Work instruction:
Copy out the lines of the records below, and only those lines, from the one with "Scan the picture and mark every distant" through the one with "Scan the picture and mark every dark", exactly as they appear.

Saved data entries
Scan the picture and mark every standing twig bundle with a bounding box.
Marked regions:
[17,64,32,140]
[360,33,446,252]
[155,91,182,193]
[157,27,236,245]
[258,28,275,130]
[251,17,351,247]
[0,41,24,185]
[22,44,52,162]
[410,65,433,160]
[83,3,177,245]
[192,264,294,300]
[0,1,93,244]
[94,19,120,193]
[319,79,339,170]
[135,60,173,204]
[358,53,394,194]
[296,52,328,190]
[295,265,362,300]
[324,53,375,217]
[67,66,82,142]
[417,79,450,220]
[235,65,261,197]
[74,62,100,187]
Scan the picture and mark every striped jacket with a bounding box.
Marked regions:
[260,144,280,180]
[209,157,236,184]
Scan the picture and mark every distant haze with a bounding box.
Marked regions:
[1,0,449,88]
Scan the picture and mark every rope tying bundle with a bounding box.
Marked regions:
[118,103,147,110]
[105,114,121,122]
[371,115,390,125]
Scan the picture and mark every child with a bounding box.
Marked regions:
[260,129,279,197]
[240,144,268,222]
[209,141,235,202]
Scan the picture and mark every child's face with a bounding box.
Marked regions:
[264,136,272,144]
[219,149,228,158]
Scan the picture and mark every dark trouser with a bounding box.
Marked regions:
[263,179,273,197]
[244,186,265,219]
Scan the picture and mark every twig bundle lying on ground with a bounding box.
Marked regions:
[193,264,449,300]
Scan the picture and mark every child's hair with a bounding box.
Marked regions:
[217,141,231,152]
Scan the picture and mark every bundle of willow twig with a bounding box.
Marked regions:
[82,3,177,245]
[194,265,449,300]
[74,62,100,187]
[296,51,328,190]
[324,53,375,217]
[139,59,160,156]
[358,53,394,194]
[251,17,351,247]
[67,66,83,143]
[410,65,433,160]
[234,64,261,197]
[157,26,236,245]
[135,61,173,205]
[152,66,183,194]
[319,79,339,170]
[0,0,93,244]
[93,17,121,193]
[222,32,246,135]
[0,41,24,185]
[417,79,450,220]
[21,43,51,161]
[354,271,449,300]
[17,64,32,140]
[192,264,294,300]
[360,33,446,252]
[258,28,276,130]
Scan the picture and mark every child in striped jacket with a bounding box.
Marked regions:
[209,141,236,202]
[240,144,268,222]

---

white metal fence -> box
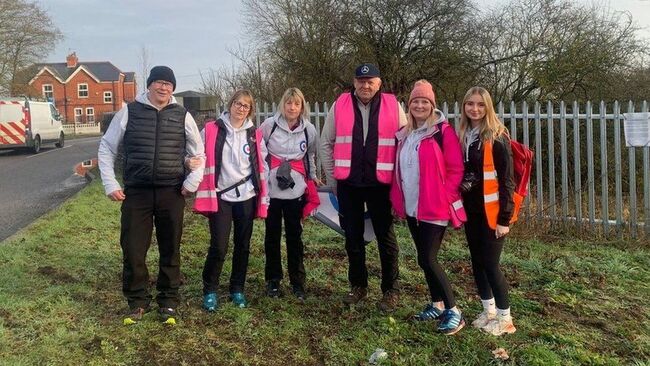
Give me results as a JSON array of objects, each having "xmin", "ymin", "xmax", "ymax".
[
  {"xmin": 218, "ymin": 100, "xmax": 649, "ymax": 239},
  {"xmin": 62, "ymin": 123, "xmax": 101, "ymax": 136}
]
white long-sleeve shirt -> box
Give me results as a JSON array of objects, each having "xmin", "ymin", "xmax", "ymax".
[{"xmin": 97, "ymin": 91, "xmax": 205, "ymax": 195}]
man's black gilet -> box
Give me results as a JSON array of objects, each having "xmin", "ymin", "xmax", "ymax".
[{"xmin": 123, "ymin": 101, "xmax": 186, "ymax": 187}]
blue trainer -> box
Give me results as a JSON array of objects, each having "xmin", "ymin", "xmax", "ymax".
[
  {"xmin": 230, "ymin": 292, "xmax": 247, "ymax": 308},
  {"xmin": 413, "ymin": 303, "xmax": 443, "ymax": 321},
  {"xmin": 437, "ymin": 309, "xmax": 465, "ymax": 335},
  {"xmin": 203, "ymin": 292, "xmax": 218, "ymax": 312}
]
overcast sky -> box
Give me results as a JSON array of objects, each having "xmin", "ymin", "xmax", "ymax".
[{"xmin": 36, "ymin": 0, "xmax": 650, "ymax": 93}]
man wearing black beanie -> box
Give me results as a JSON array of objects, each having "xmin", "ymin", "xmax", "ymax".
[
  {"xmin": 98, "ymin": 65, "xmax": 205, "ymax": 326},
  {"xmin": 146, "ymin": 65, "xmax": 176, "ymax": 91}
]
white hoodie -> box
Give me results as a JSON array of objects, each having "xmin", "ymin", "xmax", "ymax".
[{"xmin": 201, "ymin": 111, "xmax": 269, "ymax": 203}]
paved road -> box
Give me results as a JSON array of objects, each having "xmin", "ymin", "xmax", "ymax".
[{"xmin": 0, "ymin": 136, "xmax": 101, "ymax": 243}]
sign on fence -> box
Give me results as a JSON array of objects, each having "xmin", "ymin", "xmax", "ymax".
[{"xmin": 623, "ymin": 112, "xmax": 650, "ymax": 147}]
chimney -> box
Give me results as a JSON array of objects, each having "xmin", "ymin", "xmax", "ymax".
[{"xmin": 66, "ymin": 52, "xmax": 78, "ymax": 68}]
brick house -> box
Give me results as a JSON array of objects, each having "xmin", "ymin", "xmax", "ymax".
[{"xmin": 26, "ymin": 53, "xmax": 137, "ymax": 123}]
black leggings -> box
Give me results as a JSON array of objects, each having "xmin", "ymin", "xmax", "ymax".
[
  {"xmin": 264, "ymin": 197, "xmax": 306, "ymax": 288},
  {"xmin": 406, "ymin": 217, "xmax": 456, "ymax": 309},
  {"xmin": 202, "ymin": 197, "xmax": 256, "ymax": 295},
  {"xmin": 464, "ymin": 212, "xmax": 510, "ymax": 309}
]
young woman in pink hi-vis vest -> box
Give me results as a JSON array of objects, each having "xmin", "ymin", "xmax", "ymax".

Completed task:
Scan the picture and mark every distant haze with a bounding box.
Marked regions:
[1,0,449,88]
Scan the picture and mark every rope tying bundle with a bounding box.
Marked regions:
[118,103,147,110]
[105,114,121,122]
[371,115,390,125]
Scan the picture and mark every child with a bounding box.
Marked regions:
[260,129,279,197]
[240,144,268,222]
[209,141,235,202]
Scan the picture and mark every child's face with a bounding box.
Marked regions:
[264,136,272,144]
[219,149,228,158]
Scan the picture and mark every dark trouser with a bounding box.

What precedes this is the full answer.